**What you should do:** From the listing below, extract each entry exactly as written, minus the images.

▬▬▬

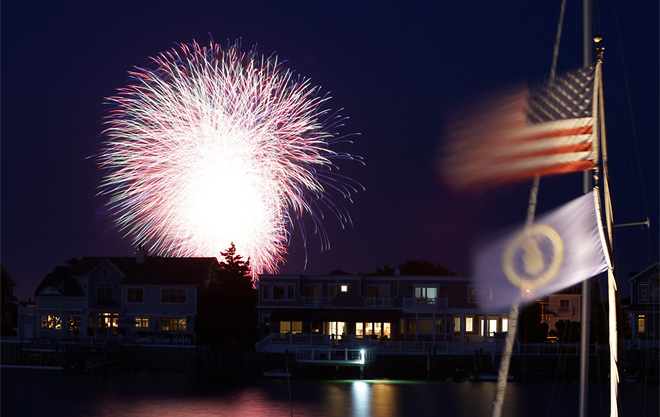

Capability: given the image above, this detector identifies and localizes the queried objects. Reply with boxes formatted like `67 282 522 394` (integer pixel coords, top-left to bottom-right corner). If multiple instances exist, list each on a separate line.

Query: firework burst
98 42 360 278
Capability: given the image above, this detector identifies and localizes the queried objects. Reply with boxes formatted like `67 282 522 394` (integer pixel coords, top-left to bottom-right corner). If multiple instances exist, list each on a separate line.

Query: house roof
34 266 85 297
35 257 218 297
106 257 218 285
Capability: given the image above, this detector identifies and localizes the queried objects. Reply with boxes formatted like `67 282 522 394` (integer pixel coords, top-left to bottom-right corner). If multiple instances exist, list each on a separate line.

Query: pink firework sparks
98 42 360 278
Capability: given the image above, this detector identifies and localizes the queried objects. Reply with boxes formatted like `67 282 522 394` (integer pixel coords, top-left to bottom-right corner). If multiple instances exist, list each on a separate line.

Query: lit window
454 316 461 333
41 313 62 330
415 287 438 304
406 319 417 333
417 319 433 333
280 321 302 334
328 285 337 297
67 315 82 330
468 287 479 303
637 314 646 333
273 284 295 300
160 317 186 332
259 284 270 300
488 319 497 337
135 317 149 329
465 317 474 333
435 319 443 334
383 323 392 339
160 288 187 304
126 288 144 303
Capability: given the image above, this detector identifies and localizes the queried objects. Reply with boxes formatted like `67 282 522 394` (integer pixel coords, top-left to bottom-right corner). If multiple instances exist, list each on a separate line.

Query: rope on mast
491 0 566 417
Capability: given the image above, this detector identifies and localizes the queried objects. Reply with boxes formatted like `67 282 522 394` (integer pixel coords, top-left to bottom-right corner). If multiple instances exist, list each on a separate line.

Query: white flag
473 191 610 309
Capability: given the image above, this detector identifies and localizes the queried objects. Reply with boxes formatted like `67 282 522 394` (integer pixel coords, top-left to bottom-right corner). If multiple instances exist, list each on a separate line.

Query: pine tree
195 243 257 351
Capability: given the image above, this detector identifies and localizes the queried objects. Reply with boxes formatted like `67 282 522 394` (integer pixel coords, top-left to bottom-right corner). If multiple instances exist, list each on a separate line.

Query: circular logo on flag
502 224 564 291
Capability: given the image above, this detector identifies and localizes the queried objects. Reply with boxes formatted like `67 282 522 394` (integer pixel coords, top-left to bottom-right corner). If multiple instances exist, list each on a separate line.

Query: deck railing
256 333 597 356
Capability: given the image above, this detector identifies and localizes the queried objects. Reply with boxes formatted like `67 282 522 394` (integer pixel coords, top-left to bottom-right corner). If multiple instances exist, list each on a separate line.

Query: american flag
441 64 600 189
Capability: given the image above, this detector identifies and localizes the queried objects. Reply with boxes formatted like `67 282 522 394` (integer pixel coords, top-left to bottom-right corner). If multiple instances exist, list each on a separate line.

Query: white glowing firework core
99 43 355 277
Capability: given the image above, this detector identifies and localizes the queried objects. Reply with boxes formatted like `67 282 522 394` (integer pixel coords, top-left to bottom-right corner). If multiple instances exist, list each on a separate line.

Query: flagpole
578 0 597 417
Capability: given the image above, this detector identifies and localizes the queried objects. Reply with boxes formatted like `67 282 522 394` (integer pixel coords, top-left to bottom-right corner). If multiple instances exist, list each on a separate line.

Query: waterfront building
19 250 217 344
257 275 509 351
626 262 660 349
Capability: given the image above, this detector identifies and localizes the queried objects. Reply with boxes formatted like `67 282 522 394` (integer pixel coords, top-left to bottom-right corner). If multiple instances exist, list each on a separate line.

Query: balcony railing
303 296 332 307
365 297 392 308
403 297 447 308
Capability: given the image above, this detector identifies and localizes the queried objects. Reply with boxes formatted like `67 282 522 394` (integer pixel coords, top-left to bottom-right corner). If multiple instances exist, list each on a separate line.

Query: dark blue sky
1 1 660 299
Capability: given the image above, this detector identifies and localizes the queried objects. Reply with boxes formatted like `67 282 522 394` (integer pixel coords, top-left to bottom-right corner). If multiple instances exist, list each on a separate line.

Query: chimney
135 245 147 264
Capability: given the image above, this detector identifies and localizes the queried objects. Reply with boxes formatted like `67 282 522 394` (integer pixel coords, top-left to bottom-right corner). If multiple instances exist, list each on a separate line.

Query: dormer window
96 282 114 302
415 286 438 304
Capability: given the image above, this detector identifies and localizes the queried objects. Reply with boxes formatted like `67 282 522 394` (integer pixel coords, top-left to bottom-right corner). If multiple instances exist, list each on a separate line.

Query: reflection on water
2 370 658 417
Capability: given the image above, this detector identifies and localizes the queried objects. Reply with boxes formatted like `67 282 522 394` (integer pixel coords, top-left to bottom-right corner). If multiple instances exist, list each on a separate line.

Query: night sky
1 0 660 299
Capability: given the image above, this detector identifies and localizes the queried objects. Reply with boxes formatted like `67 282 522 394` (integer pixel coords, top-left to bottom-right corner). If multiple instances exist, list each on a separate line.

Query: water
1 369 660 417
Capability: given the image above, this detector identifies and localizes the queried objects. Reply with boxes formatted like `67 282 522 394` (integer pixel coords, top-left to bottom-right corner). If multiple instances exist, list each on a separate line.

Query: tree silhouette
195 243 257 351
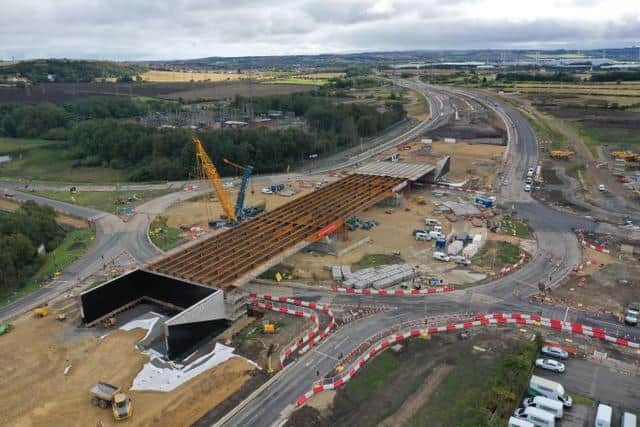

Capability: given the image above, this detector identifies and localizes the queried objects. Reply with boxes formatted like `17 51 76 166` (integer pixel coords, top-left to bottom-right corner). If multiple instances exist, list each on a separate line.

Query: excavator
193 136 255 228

▬▬▬

**Finished answer:**
Capability: given the image above, this detector identifies and localizes the queried objects. Reply with boxes formatted like `67 282 522 394` (integer pixel coords, top-left to bottom-right corner). If multiple instances exist, list each on a separate line.

Query: firework burst
98 42 360 278
Capability: given the image above, this detector identifies and localizes the queried objects. Reply with boxes formatted like `67 282 522 394` (integer pixel coords, top-left to bottom-right corner). If multiple instances exist, list each on a separate line.

Query: house roof
34 266 85 297
35 257 218 297
106 257 218 285
Capability: given the image above, this detector identifies and localizes the queried objects. Reply with boxes formatted like `67 282 522 394` (integer pixel coords, top-left to bottom-right corner). If multiple instances exist, list each on a separate line.

Query: pink firework sparks
98 42 360 278
Capability: given the image above, this detector identifies and localizes the queried objects. Reply with boxes formatted like `67 282 522 394` (integer pixel coords, top-left to bottom-right corner). If multiple instances exist, list each on a separate line.

Query: lit window
454 316 461 333
41 313 62 330
415 287 438 304
406 319 417 333
417 319 433 333
280 321 302 334
328 285 337 297
67 315 82 330
468 287 479 303
637 314 646 333
273 284 295 300
160 317 186 332
259 284 270 300
488 319 497 337
135 317 149 329
465 317 474 333
435 319 443 334
383 323 392 339
160 288 187 304
126 288 144 303
Capability: given the image above, this detector identifies and localizes the queried objects. Reply with boxes formatted like `67 282 522 394` (integer pixel coords, top-left to bottom-right corner). If multiple instances exist, list each on a separate line.

Query: rope on mast
491 0 566 417
Capability: given the image above, this detector identifies and localizes the queried objects. Reply with boxes formatted like `67 282 522 394` (integer pixel coords, top-left to bottom-right corner). If multiple instances exist, list each on a separate line.

Query: white flag
473 191 610 309
Capability: given the image above, this detector identifies and localizes the queried objects. Reply with boxes formatted like `67 282 522 394` (integer pixel coords, top-left to bottom-right corner). If multiple instances exist, list each on a separate line.

Query: pine tree
195 243 257 351
Capability: given the image above, this detector identifies and localizes the queried objects. Reply with boxes formatted like `67 282 522 394` (integer pixel coords, top-left to bottom-right corner). If multiple instances exist, list each on a separate line.

Query: circular logo on flag
502 224 564 291
Capability: given the image above, this detector identifies and localizes the queried objects. Reply with boxes formatted like `67 282 522 394` (integer pixel coords, top-left to bottom-right corner). If multiple instances exist, list each on a separate line.

Query: deck railing
256 333 597 356
Capability: given the image above, this detector identifies and localizes the queried objects. Reply with boxes formatted like `67 282 522 394` (integer pixel coords, top-left to bottom-right corner). If multiple instances exist, list each on a separate line.

Query: american flag
441 64 600 189
Capability: given the image above, this detector identifies and localizes the queried objects. Reply with boxes formatted like `67 282 522 394` (integer pixel coords, top-left to bottom-right corner). If multiple instances exist, list each on a separate line.

Query: white glowing firework core
99 43 355 277
Capability: given the image above, this detector identifies and localizes the queried objects. Reply with boxes formatted like `67 282 522 394` (integer pixel coords, top-left to bottom-right corner). If multiple instances exist, list each on a separate line.

Query: flagpole
578 0 597 417
Capability: given the image above, this detector identifies and localizes the queried objects. Reply with boxes formatted like `67 282 522 394` (integer pixel coords, top-left to bottom-right corner). If multiple instances exist, list each on a separate line.

Query: waterfront building
19 250 217 344
257 275 509 351
626 262 660 349
Capability: given the image above, this detector identifies and localizes the queried objects. Reply with boxes formatted like `67 282 522 394` (integer pixel coords, top-left to bottom-right corner). If multiple instances exist, list each on a separate line.

Query: balcony railing
303 296 332 307
365 297 392 308
403 297 447 308
Capability: given the image above, this detector identifies and localizes the queried objects. Reply with boxes formatted like `67 282 522 394` (integer pixel coords, top-left to bottom-right corner). If multiple instances exist, list each on a separate line.

Query: dark blue sky
1 1 660 299
Capability: given the image above, this detector identifies and localizes the queried objects. Reply with boxes formatted like `67 282 522 394` (integer pixel coords, top-left to bottom-right corner). If multiple instances exist, list each on a separate line.

Query: chimney
135 245 147 264
Capability: given the image above, this detector identifies and localizes the queried objects. Reply with boxes formatted like `67 282 522 394` (integer pixel coords, top-left to bottom-right corner). If multiple instances exist, list each on a separate line.

Query: dormer window
96 282 114 302
415 286 438 304
Capability: given the image above, this detector identifies and localizes the queried objects. Reply with boxes formatted like `67 282 522 394` (integer pixel coords, top-left to bottom-right corner). If multiple instances exist, list each on a separate line.

Query: reflection on water
2 370 658 417
Capability: given the image above, this detector identifies and localizes the queried objects. Reply with boxes formatted like `67 282 522 394` (integer pixel coords, top-left to bottom-right corner). If multiple instances exist, list each on a separate line.

Query: night sky
1 0 660 299
Capability: given the image above, this detector identifies and localizes the queried objects. Reply with boxes formatted like `67 282 522 394` (integer pixel coords, top-left to bottom-right corner). If multiple instances exist, list each on a separate line.

Query: water
1 369 660 417
Capability: given the image above, this detector identifies and localizes the queried objects. Reply with boxes formatted like `67 282 522 394` (integer pixel coords, top-left to bottom-right corner). If multiple instances exist, list each on a separate line.

Query: tree silhouette
195 243 257 351

Capability: given the image above, this detector identifies and localizes the queried objects. Reply with boxes formatted like `17 51 76 166` (integer pixel coords, top-left to bottom-right corner). If multiple instances exist, list each on a separate line.

Query: excavator
193 136 255 228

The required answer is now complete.